§ TASK INSTRUCTIONS
A single number is the answer: the count of lines in these records with "duck" in them.
[[ ENTRIES SHOWN open ]]
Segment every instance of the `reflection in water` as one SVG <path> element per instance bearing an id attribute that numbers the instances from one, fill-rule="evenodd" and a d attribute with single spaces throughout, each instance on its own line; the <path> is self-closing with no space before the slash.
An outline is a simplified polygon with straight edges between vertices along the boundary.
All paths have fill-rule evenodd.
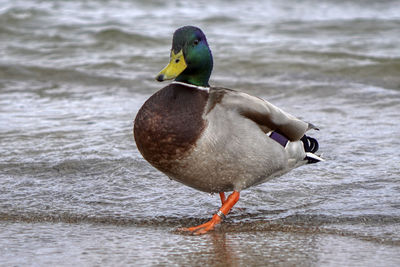
<path id="1" fill-rule="evenodd" d="M 210 239 L 214 252 L 209 258 L 210 265 L 239 266 L 238 248 L 232 240 L 226 238 L 225 232 L 213 232 Z"/>

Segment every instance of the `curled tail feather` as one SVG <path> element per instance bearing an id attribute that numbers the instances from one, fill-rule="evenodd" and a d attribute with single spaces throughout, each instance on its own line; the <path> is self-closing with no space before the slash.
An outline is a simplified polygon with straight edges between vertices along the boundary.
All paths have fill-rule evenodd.
<path id="1" fill-rule="evenodd" d="M 304 135 L 300 140 L 303 142 L 304 151 L 306 152 L 305 160 L 307 160 L 309 164 L 325 161 L 323 158 L 315 154 L 319 149 L 317 139 Z"/>

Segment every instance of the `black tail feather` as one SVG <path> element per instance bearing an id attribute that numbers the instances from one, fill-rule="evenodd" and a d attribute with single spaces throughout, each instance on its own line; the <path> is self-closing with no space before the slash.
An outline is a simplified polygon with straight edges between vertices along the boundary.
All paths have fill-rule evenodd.
<path id="1" fill-rule="evenodd" d="M 318 151 L 319 144 L 317 139 L 304 135 L 300 140 L 303 142 L 304 150 L 306 153 L 309 152 L 311 154 L 314 154 L 315 152 Z M 308 163 L 317 163 L 321 161 L 318 158 L 319 158 L 318 156 L 317 157 L 306 156 L 305 159 L 308 161 Z"/>

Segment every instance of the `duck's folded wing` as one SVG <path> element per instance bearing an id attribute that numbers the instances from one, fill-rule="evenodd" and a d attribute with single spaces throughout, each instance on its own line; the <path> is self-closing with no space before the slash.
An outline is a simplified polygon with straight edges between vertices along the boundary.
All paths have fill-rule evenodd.
<path id="1" fill-rule="evenodd" d="M 242 116 L 253 120 L 260 126 L 278 131 L 289 140 L 300 140 L 307 130 L 316 129 L 312 124 L 302 121 L 271 103 L 246 93 L 228 91 L 224 95 L 223 104 L 235 109 Z"/>

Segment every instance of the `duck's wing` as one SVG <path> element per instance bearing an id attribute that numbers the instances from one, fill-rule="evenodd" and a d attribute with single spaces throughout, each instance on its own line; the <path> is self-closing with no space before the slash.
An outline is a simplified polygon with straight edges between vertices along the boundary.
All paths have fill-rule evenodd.
<path id="1" fill-rule="evenodd" d="M 241 116 L 256 122 L 261 128 L 278 131 L 291 141 L 300 140 L 314 125 L 302 121 L 268 101 L 226 88 L 212 88 L 211 102 L 238 112 Z M 214 103 L 214 105 L 215 105 Z"/>

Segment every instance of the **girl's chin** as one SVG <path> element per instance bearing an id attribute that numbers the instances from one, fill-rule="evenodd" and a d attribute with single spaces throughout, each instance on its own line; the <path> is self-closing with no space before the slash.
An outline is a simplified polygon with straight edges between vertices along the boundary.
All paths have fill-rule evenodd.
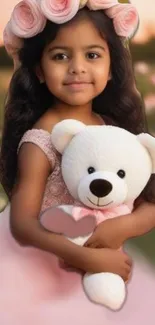
<path id="1" fill-rule="evenodd" d="M 63 100 L 64 103 L 68 104 L 68 105 L 71 105 L 71 106 L 84 106 L 84 105 L 87 105 L 88 103 L 91 103 L 93 100 L 92 97 L 88 97 L 86 98 L 75 98 L 75 96 L 72 96 L 71 98 L 65 98 Z"/>

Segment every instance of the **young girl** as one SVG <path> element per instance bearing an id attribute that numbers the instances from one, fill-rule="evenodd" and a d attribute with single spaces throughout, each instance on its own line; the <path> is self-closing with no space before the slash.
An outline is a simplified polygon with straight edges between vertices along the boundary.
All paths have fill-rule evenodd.
<path id="1" fill-rule="evenodd" d="M 49 233 L 38 221 L 45 208 L 73 203 L 60 173 L 61 157 L 50 142 L 57 122 L 73 118 L 87 125 L 115 124 L 135 134 L 146 130 L 125 45 L 138 23 L 135 9 L 115 0 L 64 3 L 24 0 L 4 33 L 15 72 L 0 160 L 1 182 L 10 199 L 0 219 L 0 321 L 153 324 L 154 306 L 142 294 L 155 292 L 146 262 L 135 260 L 129 297 L 117 313 L 91 303 L 81 285 L 81 271 L 129 279 L 131 259 L 117 248 L 154 227 L 153 181 L 131 215 L 97 227 L 85 247 Z M 59 258 L 79 272 L 62 269 Z"/>

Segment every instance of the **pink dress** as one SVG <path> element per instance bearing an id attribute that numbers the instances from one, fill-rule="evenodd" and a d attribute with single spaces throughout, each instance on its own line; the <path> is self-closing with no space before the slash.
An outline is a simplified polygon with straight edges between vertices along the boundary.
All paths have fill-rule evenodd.
<path id="1" fill-rule="evenodd" d="M 52 148 L 50 134 L 29 130 L 23 142 L 39 146 L 54 171 L 49 176 L 42 209 L 73 203 L 60 173 L 60 155 Z M 26 198 L 25 198 L 26 199 Z M 85 296 L 81 274 L 60 268 L 53 254 L 21 247 L 9 226 L 10 206 L 0 214 L 0 324 L 1 325 L 154 325 L 155 271 L 130 249 L 133 276 L 122 310 L 112 312 Z"/>

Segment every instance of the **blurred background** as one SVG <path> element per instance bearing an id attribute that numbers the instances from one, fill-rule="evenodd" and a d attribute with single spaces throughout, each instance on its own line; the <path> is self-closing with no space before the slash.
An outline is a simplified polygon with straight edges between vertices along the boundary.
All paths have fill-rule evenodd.
<path id="1" fill-rule="evenodd" d="M 18 0 L 5 0 L 0 4 L 0 141 L 3 127 L 4 102 L 10 78 L 13 73 L 11 59 L 3 46 L 3 30 L 9 20 L 12 9 Z M 119 1 L 128 2 L 128 1 Z M 145 103 L 146 115 L 150 132 L 155 135 L 155 1 L 131 1 L 137 8 L 140 17 L 138 31 L 130 42 L 133 68 L 137 88 Z M 12 135 L 13 136 L 13 135 Z M 0 211 L 7 204 L 6 194 L 0 184 Z M 146 216 L 147 218 L 147 216 Z M 155 264 L 155 231 L 134 239 L 131 244 L 140 249 L 151 263 Z"/>

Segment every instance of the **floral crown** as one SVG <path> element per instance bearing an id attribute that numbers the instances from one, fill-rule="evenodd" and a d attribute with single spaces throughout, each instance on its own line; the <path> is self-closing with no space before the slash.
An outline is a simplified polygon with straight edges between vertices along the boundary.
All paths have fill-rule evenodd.
<path id="1" fill-rule="evenodd" d="M 47 19 L 57 24 L 68 22 L 84 6 L 90 10 L 105 10 L 113 19 L 119 36 L 131 38 L 138 28 L 138 13 L 130 3 L 123 4 L 117 0 L 22 0 L 15 6 L 3 34 L 6 51 L 14 64 L 24 38 L 41 33 Z"/>

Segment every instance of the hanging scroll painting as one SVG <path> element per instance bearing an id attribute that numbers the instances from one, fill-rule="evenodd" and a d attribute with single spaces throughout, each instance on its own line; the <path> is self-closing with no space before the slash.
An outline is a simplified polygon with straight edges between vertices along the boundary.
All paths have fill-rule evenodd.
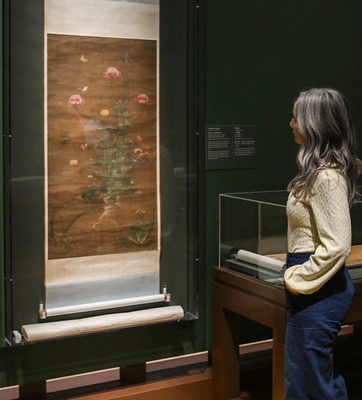
<path id="1" fill-rule="evenodd" d="M 159 293 L 158 5 L 45 10 L 47 308 Z"/>

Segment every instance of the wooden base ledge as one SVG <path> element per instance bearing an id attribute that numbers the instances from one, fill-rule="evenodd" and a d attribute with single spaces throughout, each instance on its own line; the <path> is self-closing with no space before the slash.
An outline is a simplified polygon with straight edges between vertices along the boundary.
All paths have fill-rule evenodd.
<path id="1" fill-rule="evenodd" d="M 211 393 L 211 368 L 203 373 L 145 383 L 132 387 L 68 397 L 77 400 L 209 400 Z"/>

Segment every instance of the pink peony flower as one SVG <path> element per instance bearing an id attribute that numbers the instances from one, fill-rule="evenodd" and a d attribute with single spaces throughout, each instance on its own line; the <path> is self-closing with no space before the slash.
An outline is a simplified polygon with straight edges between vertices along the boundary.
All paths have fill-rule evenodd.
<path id="1" fill-rule="evenodd" d="M 140 104 L 145 104 L 148 102 L 148 100 L 149 98 L 146 94 L 139 94 L 137 97 L 134 98 L 134 101 Z"/>
<path id="2" fill-rule="evenodd" d="M 120 78 L 121 76 L 121 71 L 114 67 L 109 67 L 106 72 L 103 72 L 103 78 Z"/>
<path id="3" fill-rule="evenodd" d="M 72 107 L 74 104 L 80 104 L 81 106 L 85 103 L 84 99 L 79 94 L 73 94 L 69 97 L 67 106 Z"/>

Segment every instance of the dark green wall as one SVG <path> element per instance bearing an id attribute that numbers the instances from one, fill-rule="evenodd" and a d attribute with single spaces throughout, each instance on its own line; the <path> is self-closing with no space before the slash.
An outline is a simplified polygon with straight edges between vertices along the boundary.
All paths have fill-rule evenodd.
<path id="1" fill-rule="evenodd" d="M 303 88 L 350 100 L 362 146 L 362 3 L 357 0 L 207 0 L 205 123 L 256 125 L 257 167 L 207 171 L 206 279 L 217 264 L 219 193 L 285 189 L 296 172 L 289 122 Z M 206 315 L 211 315 L 210 302 Z M 241 340 L 268 332 L 242 321 Z M 245 330 L 243 330 L 245 332 Z"/>
<path id="2" fill-rule="evenodd" d="M 2 2 L 0 3 L 2 5 Z M 0 8 L 0 21 L 2 21 L 2 7 Z M 0 30 L 0 43 L 3 42 L 3 34 L 2 30 Z M 3 51 L 0 51 L 0 76 L 3 76 Z M 0 86 L 3 87 L 3 80 L 1 78 L 0 81 Z M 0 120 L 3 120 L 3 96 L 0 96 Z M 3 129 L 1 125 L 1 137 L 3 136 Z M 2 140 L 0 141 L 0 165 L 3 165 L 3 146 L 2 146 Z M 2 200 L 4 197 L 3 194 L 3 175 L 1 173 L 2 171 L 0 170 L 0 205 L 2 205 Z M 4 318 L 2 316 L 4 315 L 5 307 L 4 307 L 4 298 L 2 296 L 3 291 L 4 291 L 4 208 L 0 207 L 0 332 L 4 332 L 5 329 L 5 324 L 4 324 Z M 4 345 L 4 337 L 3 335 L 0 335 L 0 347 Z"/>
<path id="3" fill-rule="evenodd" d="M 32 5 L 21 2 L 23 10 Z M 344 91 L 362 129 L 359 0 L 203 0 L 200 13 L 200 165 L 205 125 L 258 127 L 255 169 L 200 170 L 200 320 L 0 348 L 1 385 L 209 349 L 219 194 L 286 187 L 297 152 L 288 124 L 302 88 L 328 85 Z M 269 334 L 241 323 L 247 327 L 242 341 Z"/>

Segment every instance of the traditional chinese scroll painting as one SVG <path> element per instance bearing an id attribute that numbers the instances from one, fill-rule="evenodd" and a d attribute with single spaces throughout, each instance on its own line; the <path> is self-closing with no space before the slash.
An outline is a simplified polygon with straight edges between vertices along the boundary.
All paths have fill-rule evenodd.
<path id="1" fill-rule="evenodd" d="M 157 40 L 49 33 L 46 70 L 47 307 L 159 293 Z"/>
<path id="2" fill-rule="evenodd" d="M 48 257 L 157 249 L 156 42 L 48 35 Z"/>

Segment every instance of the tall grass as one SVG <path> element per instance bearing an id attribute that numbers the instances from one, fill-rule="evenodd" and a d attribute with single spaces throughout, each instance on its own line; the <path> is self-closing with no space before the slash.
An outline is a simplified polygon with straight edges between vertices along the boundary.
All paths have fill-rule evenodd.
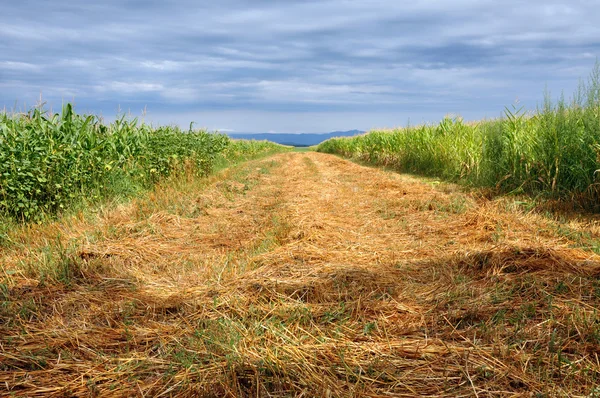
<path id="1" fill-rule="evenodd" d="M 148 188 L 172 173 L 207 174 L 224 156 L 269 149 L 262 145 L 232 145 L 222 134 L 153 128 L 124 117 L 106 125 L 70 104 L 60 114 L 3 113 L 0 214 L 41 220 L 77 201 Z"/>
<path id="2" fill-rule="evenodd" d="M 438 125 L 334 138 L 320 152 L 393 166 L 501 192 L 543 193 L 598 207 L 600 64 L 573 98 L 477 123 L 444 118 Z"/>

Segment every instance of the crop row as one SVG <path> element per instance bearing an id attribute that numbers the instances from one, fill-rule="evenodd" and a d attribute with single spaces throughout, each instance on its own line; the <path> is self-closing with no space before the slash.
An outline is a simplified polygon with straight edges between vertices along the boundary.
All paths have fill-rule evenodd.
<path id="1" fill-rule="evenodd" d="M 268 148 L 267 148 L 268 147 Z M 272 149 L 222 134 L 153 128 L 124 117 L 104 124 L 33 109 L 0 114 L 0 213 L 41 220 L 82 199 L 128 195 L 179 171 L 209 173 L 225 155 Z"/>

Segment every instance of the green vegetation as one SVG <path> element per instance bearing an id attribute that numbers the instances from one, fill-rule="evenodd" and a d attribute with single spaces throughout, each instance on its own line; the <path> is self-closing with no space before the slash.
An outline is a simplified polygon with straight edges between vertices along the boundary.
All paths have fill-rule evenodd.
<path id="1" fill-rule="evenodd" d="M 227 147 L 223 150 L 222 156 L 217 158 L 216 167 L 292 150 L 293 147 L 275 144 L 271 141 L 228 139 Z"/>
<path id="2" fill-rule="evenodd" d="M 283 147 L 232 141 L 222 134 L 158 127 L 136 119 L 108 125 L 77 115 L 33 109 L 0 114 L 0 214 L 39 221 L 81 201 L 130 196 L 159 179 L 206 175 L 226 162 Z"/>
<path id="3" fill-rule="evenodd" d="M 447 117 L 437 126 L 330 139 L 317 150 L 500 192 L 543 193 L 597 206 L 600 64 L 570 102 L 553 103 L 546 95 L 533 113 L 513 106 L 499 120 Z"/>

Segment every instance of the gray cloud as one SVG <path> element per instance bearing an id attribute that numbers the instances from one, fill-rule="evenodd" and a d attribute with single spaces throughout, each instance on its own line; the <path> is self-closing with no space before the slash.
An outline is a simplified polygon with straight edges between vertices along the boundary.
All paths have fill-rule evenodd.
<path id="1" fill-rule="evenodd" d="M 3 5 L 0 105 L 42 92 L 109 116 L 147 106 L 162 123 L 369 128 L 533 107 L 600 55 L 592 1 L 197 3 Z"/>

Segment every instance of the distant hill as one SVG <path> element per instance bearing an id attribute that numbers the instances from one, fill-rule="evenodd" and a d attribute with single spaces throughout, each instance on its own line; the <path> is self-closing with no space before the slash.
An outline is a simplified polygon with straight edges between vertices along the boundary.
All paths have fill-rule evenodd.
<path id="1" fill-rule="evenodd" d="M 362 134 L 361 130 L 332 131 L 331 133 L 289 134 L 289 133 L 226 133 L 238 140 L 268 140 L 282 145 L 311 146 L 332 137 L 351 137 Z"/>

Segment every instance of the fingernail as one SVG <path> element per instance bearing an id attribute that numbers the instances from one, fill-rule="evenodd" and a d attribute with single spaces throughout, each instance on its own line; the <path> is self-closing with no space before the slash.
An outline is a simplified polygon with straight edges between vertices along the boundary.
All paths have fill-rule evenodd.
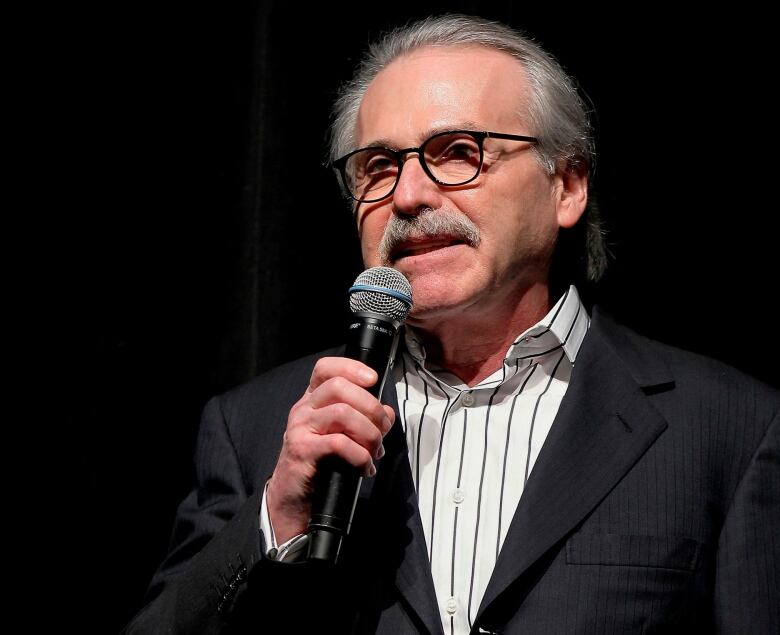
[[ ENTRIES SHOWN closed ]]
§ RESPONSE BOX
2